--- TEXT TO READ ---

I do not know how good the Russians will be about this question. There are also many other chaps who have a strong position in this matter. If my own Front Bench will listen to me they will find they have the same problem, because any Government, whether it is currently Conservative, which I am obviously not very pleased about, or whether it becomes a Labour Government as soon as may be, which of course I should be rather more pleased about, will face the same problems. I hope they will understand that we have—colonialistic or not, imperialistic or not—a very great problem to get the French, the Icelanders, the Norwegians, the Canadians and the New Zealanders to go along with us to sort out how we are to use the sea. Then I would say to the noble Lord, Lord Caradon, that we can discuss these matters with the up-coming countries, who may at some time later take over from us—and that is no problem for me —so that we can all act very sensibly about a difficult situation.

My Lords, I am obliged to the noble Baroness for having given me a few minutes.

5.56 p.m.

BARONESS TWEEDSMUIR OF BELHELVIE

My Lords, I am only too glad that the noble Lord, Lord George-Brown, contributed to the debate. He always brings a certain zest and honesty of approach, if I may say so. But I would, first of all, before dealing with the very interesting matters which have been raised to-day, congratulate the noble Lord, Lord Kennet, for having raised this subject now. It comes at a particularly good moment, when we are making the last preparations for this great Conference which will start in April in Santiago. I think we must recognise that it may very well not come to a conclusion in 1974, in which case we might have to go on and have another session in Vienna in 1975.

I am sure that every single noble Lord who has spoken this afternoon has shown how much we all agree on the importance of the 1974 Law of the Sea Conference, because the whole international community will be considering at Santiago proposals covering the regulation of some 70 per cent. of the earth's surface. The resources of the sea and the seabed are bound to provide an ever-increasing amount of the world's needs for food, raw materials and fuel. The oceans will continue to carry the great burden of international trade. Therefore, the régime which we ultimately achieve for the sea and the seabed will profoundly affect the pattern and the success of the future economic development of our own planet.

--- DATA RECORDS ---

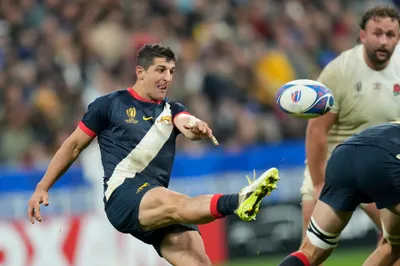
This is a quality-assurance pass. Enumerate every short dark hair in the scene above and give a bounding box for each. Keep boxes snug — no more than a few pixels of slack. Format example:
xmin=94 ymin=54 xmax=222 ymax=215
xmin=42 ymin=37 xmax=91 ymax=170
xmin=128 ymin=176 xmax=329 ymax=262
xmin=136 ymin=43 xmax=177 ymax=70
xmin=360 ymin=6 xmax=400 ymax=30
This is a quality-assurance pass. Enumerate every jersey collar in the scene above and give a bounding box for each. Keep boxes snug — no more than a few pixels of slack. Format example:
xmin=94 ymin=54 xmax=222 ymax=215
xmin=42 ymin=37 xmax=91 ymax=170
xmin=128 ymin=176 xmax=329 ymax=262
xmin=128 ymin=87 xmax=162 ymax=104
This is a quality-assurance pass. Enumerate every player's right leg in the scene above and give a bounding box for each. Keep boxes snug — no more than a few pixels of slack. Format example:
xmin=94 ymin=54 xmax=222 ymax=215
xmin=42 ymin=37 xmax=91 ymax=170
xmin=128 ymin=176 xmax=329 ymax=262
xmin=156 ymin=230 xmax=212 ymax=266
xmin=279 ymin=201 xmax=353 ymax=266
xmin=363 ymin=204 xmax=400 ymax=266
xmin=139 ymin=168 xmax=279 ymax=230
xmin=300 ymin=165 xmax=317 ymax=240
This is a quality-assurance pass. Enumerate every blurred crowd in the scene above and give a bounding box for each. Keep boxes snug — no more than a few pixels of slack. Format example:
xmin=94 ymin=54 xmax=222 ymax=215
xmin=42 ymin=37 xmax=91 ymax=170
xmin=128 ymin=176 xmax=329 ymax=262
xmin=0 ymin=0 xmax=393 ymax=167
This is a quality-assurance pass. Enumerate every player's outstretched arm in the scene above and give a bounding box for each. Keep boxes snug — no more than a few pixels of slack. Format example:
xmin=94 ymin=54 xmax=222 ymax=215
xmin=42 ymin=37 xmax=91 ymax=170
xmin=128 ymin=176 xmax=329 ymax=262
xmin=306 ymin=113 xmax=337 ymax=200
xmin=174 ymin=114 xmax=218 ymax=145
xmin=28 ymin=127 xmax=93 ymax=224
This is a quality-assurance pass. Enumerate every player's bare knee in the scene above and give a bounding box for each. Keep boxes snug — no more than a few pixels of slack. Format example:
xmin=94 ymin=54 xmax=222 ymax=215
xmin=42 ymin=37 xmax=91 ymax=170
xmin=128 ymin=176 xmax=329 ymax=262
xmin=300 ymin=217 xmax=340 ymax=265
xmin=382 ymin=222 xmax=400 ymax=250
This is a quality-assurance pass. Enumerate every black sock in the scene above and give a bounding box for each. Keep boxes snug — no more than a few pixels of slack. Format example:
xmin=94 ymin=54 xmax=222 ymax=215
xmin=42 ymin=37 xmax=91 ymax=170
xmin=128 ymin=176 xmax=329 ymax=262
xmin=279 ymin=252 xmax=310 ymax=266
xmin=217 ymin=193 xmax=239 ymax=216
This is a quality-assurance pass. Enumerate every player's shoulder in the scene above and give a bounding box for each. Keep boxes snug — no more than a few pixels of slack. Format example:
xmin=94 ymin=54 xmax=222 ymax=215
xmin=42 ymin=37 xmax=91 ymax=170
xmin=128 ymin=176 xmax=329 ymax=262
xmin=338 ymin=44 xmax=363 ymax=68
xmin=164 ymin=97 xmax=182 ymax=106
xmin=94 ymin=89 xmax=129 ymax=104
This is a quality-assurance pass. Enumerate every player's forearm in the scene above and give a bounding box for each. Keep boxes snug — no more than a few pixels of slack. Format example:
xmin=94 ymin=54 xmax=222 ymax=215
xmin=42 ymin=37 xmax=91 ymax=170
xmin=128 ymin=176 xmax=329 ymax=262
xmin=306 ymin=130 xmax=328 ymax=186
xmin=37 ymin=141 xmax=81 ymax=191
xmin=183 ymin=130 xmax=201 ymax=141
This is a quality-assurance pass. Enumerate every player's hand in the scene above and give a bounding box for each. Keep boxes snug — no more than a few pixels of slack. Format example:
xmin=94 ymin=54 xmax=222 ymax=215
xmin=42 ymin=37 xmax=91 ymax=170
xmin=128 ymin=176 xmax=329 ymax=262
xmin=28 ymin=188 xmax=49 ymax=224
xmin=183 ymin=119 xmax=213 ymax=138
xmin=313 ymin=183 xmax=324 ymax=201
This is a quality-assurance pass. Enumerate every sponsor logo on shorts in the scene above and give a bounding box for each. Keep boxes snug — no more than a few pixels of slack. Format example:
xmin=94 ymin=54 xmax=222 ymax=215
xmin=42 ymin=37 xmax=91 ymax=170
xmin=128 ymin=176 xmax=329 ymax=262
xmin=157 ymin=115 xmax=172 ymax=125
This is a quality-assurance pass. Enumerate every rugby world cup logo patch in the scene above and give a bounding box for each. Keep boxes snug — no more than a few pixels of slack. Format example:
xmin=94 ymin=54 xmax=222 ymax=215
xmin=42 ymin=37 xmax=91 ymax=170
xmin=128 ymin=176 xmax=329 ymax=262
xmin=292 ymin=90 xmax=301 ymax=103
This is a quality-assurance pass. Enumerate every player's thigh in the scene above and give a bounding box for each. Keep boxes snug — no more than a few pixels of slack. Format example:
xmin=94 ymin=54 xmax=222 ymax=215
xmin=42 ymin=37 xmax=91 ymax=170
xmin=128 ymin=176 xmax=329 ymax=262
xmin=381 ymin=204 xmax=400 ymax=239
xmin=360 ymin=203 xmax=382 ymax=231
xmin=139 ymin=187 xmax=189 ymax=230
xmin=160 ymin=230 xmax=212 ymax=266
xmin=301 ymin=199 xmax=316 ymax=239
xmin=300 ymin=201 xmax=352 ymax=265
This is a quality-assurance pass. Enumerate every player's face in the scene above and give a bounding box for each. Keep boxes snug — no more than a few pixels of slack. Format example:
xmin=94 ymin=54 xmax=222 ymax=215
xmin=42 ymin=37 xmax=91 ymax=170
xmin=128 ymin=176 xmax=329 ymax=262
xmin=360 ymin=17 xmax=399 ymax=66
xmin=143 ymin=58 xmax=175 ymax=101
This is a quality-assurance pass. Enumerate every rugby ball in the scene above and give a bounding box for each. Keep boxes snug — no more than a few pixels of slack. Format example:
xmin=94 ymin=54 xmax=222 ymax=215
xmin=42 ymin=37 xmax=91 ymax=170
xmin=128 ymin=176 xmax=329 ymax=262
xmin=276 ymin=79 xmax=335 ymax=119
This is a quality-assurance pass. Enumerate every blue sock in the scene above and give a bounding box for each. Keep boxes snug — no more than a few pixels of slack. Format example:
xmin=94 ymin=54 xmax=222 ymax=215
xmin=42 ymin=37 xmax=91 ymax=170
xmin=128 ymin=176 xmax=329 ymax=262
xmin=279 ymin=251 xmax=310 ymax=266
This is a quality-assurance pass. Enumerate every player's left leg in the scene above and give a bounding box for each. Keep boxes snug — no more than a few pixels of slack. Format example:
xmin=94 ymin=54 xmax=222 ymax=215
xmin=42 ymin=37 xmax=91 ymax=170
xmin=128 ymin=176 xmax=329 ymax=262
xmin=360 ymin=203 xmax=382 ymax=232
xmin=279 ymin=201 xmax=353 ymax=266
xmin=139 ymin=168 xmax=279 ymax=230
xmin=156 ymin=230 xmax=212 ymax=266
xmin=279 ymin=146 xmax=361 ymax=266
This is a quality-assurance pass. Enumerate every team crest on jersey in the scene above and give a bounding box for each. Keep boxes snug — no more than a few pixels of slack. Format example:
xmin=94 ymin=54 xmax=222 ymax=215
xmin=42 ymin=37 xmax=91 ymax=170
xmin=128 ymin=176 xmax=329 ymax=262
xmin=292 ymin=90 xmax=301 ymax=103
xmin=125 ymin=107 xmax=138 ymax=124
xmin=393 ymin=84 xmax=400 ymax=96
xmin=158 ymin=115 xmax=172 ymax=125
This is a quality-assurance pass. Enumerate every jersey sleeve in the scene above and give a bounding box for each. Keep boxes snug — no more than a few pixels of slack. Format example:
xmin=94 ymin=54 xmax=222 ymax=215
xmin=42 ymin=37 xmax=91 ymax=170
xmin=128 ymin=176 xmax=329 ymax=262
xmin=78 ymin=97 xmax=110 ymax=138
xmin=317 ymin=56 xmax=344 ymax=113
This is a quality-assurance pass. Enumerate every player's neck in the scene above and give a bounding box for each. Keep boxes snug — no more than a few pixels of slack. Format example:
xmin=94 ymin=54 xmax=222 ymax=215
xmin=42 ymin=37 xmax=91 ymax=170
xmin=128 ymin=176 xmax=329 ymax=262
xmin=363 ymin=49 xmax=390 ymax=71
xmin=132 ymin=83 xmax=156 ymax=102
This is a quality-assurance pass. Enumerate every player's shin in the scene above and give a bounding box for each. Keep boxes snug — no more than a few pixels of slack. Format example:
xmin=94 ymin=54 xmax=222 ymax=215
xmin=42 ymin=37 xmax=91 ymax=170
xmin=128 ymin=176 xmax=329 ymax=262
xmin=210 ymin=193 xmax=239 ymax=219
xmin=279 ymin=251 xmax=310 ymax=266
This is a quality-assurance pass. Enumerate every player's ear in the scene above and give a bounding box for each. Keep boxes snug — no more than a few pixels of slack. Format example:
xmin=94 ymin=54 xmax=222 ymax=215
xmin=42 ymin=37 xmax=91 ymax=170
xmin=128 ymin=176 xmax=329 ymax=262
xmin=359 ymin=29 xmax=367 ymax=43
xmin=135 ymin=66 xmax=145 ymax=80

---

OBJECTIVE »
Reproduce the passage of the Lords debate excerpt that begins with "BARONESS TWEEDSMUIR OF" and ends with "Vienna in 1975.", swapping "Vienna" for "Geneva".

RESPONSE TO THIS TASK »
BARONESS TWEEDSMUIR OF BELHELVIE

My Lords, I am only too glad that the noble Lord, Lord George-Brown, contributed to the debate. He always brings a certain zest and honesty of approach, if I may say so. But I would, first of all, before dealing with the very interesting matters which have been raised to-day, congratulate the noble Lord, Lord Kennet, for having raised this subject now. It comes at a particularly good moment, when we are making the last preparations for this great Conference which will start in April in Santiago. I think we must recognise that it may very well not come to a conclusion in 1974, in which case we might have to go on and have another session in Geneva in 1975.